──────── RECORDS FOR PROCESSING
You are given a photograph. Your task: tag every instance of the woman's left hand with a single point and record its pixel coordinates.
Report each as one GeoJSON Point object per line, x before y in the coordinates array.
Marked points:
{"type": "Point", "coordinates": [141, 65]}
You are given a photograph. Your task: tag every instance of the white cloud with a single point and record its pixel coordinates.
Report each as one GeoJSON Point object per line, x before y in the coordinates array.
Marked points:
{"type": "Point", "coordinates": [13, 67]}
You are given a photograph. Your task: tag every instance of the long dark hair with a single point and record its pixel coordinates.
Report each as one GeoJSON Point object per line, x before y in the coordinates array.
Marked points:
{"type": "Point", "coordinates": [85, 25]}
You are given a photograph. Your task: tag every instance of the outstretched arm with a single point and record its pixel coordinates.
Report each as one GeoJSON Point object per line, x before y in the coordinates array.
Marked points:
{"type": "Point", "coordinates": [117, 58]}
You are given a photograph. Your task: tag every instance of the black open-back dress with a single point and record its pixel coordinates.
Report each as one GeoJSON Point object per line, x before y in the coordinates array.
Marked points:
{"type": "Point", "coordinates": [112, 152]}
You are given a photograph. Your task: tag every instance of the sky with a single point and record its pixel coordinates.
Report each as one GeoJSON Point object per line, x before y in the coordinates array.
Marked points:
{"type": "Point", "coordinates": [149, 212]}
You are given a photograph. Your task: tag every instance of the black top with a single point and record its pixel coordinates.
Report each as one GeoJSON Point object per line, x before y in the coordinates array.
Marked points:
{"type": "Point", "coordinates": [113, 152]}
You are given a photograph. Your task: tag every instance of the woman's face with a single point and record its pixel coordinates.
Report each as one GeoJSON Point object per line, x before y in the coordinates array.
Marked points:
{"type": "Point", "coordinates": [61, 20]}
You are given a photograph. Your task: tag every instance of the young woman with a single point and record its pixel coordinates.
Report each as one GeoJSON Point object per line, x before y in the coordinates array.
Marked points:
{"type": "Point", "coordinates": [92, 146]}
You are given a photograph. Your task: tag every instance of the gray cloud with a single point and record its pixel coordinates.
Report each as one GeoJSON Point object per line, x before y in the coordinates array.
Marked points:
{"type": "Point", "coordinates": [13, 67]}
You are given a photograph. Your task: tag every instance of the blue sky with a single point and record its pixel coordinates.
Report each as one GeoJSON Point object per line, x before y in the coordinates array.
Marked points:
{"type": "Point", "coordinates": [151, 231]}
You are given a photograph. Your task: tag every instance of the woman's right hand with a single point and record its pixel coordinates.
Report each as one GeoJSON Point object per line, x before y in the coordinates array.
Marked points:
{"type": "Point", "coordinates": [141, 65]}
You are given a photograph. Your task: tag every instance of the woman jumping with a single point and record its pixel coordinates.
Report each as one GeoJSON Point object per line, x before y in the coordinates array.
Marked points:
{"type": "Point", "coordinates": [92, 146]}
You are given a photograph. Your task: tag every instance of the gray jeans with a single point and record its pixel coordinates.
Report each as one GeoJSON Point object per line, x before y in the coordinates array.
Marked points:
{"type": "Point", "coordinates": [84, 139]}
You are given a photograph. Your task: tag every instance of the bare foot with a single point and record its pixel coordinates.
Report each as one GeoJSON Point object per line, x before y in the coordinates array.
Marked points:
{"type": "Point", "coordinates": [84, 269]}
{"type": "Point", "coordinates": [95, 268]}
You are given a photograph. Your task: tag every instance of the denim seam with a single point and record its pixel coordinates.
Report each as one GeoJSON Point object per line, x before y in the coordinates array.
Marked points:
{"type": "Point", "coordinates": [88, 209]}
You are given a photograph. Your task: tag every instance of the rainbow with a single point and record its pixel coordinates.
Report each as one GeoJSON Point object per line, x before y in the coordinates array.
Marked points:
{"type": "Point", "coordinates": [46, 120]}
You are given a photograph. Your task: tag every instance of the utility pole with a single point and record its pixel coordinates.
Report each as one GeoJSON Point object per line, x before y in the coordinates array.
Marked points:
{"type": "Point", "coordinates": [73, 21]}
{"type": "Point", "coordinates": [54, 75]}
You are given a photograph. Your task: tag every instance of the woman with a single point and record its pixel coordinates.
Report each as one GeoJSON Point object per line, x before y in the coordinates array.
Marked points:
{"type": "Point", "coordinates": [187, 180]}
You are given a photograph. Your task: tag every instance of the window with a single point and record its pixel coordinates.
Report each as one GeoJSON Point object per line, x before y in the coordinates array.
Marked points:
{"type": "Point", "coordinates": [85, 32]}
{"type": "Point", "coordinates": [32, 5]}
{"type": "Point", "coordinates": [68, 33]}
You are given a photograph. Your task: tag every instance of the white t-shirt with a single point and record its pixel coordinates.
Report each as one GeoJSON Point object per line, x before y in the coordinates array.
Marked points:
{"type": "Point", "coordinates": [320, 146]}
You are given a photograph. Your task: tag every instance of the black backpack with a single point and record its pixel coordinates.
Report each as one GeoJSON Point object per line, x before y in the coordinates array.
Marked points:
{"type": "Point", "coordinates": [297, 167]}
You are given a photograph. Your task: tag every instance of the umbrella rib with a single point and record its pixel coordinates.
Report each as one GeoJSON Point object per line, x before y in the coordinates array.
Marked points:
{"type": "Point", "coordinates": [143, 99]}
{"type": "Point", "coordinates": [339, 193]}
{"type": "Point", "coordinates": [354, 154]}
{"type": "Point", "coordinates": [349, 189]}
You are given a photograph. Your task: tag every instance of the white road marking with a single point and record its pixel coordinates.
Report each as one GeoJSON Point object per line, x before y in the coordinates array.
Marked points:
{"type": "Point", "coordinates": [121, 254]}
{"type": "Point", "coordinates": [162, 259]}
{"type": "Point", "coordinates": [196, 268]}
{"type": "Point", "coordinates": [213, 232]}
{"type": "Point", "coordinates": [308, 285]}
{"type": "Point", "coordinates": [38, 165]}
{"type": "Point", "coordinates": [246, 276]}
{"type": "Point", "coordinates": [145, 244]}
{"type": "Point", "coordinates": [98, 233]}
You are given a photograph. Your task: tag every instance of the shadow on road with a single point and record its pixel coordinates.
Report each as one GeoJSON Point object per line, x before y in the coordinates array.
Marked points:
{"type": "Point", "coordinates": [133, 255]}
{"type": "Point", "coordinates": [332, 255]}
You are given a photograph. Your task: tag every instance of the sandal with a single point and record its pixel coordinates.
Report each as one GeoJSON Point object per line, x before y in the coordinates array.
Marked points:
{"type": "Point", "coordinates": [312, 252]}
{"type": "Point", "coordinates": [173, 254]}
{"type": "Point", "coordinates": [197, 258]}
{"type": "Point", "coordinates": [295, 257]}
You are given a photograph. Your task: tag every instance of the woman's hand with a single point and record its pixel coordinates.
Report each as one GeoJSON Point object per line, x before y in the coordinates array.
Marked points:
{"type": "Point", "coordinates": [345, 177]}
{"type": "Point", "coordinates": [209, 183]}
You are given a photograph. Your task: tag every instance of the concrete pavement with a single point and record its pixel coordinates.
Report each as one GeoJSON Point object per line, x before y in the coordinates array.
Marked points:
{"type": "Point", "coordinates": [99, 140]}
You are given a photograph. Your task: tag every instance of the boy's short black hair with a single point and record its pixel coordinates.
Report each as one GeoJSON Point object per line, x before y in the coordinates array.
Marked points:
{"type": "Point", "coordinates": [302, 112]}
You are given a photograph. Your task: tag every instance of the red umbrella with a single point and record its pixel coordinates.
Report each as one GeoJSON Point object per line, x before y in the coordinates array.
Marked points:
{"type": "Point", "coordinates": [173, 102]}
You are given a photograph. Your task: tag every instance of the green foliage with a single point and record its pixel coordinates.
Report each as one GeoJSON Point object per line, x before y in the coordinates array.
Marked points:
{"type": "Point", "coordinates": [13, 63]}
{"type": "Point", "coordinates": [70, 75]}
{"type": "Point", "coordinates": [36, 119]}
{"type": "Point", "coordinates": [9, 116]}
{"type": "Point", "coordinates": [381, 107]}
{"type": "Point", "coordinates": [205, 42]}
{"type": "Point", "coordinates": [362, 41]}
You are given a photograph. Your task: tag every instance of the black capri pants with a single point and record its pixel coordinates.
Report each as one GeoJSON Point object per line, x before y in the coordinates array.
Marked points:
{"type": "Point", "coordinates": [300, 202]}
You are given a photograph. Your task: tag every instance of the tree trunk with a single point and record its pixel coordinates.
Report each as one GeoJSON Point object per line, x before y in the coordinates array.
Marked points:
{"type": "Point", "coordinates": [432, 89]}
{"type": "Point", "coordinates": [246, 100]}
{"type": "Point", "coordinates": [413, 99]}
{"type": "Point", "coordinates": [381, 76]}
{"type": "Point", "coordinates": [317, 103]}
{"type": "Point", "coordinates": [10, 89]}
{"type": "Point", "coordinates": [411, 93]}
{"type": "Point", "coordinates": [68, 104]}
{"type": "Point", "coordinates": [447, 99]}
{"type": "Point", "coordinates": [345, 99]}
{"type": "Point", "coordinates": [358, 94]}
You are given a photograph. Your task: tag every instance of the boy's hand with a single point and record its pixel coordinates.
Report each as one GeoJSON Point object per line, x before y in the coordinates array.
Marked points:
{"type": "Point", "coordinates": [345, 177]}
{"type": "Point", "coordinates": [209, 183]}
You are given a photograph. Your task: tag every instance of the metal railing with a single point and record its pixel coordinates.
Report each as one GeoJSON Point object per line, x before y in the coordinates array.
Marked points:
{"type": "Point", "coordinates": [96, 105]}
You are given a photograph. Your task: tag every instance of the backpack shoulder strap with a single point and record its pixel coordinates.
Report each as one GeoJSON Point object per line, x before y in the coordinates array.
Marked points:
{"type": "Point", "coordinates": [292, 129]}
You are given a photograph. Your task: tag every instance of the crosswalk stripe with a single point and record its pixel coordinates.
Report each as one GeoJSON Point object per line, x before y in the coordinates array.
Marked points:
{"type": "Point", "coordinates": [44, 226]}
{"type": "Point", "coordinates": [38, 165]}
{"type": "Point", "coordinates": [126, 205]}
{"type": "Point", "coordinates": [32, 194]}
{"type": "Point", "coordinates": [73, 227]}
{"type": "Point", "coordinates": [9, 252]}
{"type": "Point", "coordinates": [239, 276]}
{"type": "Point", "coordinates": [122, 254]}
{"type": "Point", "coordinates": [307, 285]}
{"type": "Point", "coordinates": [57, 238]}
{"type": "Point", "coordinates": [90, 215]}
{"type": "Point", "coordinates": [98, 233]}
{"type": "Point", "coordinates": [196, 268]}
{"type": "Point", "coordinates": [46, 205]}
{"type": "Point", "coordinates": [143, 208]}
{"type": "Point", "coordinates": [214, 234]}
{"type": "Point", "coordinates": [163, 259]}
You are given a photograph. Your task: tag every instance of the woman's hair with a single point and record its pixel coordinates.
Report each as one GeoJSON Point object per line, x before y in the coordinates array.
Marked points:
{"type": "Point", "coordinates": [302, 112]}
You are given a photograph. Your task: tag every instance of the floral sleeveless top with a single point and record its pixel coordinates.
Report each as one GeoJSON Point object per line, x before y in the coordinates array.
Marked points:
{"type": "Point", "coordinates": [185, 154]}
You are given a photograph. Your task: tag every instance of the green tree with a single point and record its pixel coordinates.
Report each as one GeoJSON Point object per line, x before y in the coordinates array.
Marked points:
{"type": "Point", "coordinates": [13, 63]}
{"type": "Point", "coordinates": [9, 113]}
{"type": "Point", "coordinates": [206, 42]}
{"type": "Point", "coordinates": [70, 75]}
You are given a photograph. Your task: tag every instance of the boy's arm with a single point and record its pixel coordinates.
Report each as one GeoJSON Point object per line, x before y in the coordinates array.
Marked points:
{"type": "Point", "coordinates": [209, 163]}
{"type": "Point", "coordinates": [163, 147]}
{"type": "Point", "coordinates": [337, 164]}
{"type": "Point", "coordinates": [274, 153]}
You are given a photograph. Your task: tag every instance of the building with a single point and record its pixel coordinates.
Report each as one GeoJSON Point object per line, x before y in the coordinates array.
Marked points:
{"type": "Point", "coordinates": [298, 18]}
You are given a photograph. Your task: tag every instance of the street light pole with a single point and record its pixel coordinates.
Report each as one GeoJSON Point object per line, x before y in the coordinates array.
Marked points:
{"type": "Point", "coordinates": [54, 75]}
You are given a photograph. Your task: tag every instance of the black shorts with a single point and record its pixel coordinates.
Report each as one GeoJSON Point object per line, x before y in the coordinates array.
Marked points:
────────────────
PROBLEM TO WORK ON =
Only the lines from the one that contains "the green tree" through the last line should be repeated, each exactly as it stands, with both ends included.

SOLUTION TO THE PROBLEM =
You are given a photograph. Your task: tag every instance of the green tree with a single point and record its pixel coordinates.
Report each as one GeoJSON Point object per line, x before y in the coordinates array.
Marked points:
{"type": "Point", "coordinates": [13, 63]}
{"type": "Point", "coordinates": [9, 113]}
{"type": "Point", "coordinates": [206, 42]}
{"type": "Point", "coordinates": [70, 75]}
You are given a photograph. Your task: tag every instance of the boy's arm with a single point and record its pixel coordinates.
Report each as one GeoJSON Point object per line, x before y in the coordinates array.
Marked points:
{"type": "Point", "coordinates": [209, 163]}
{"type": "Point", "coordinates": [163, 147]}
{"type": "Point", "coordinates": [337, 164]}
{"type": "Point", "coordinates": [274, 153]}
You are given a photograph. Your task: tag every instance of the building with a single point and record its pixel coordinates.
Report each as one GeoJSON Point object per line, x before y in the coordinates array.
Marked points:
{"type": "Point", "coordinates": [298, 18]}
You are given a photograph. Your task: tag every instance of the street light pole with a single point and record its pixel coordinates.
Report each as one GeoJSON Point object per line, x before y in the coordinates array.
Marked points:
{"type": "Point", "coordinates": [54, 75]}
You are given a photograph. Your task: tag every instance of the black shorts with a single point and record its pixel coordinates.
Report each as one GeoJSON Point object per line, x before y in the coordinates array.
Marked points:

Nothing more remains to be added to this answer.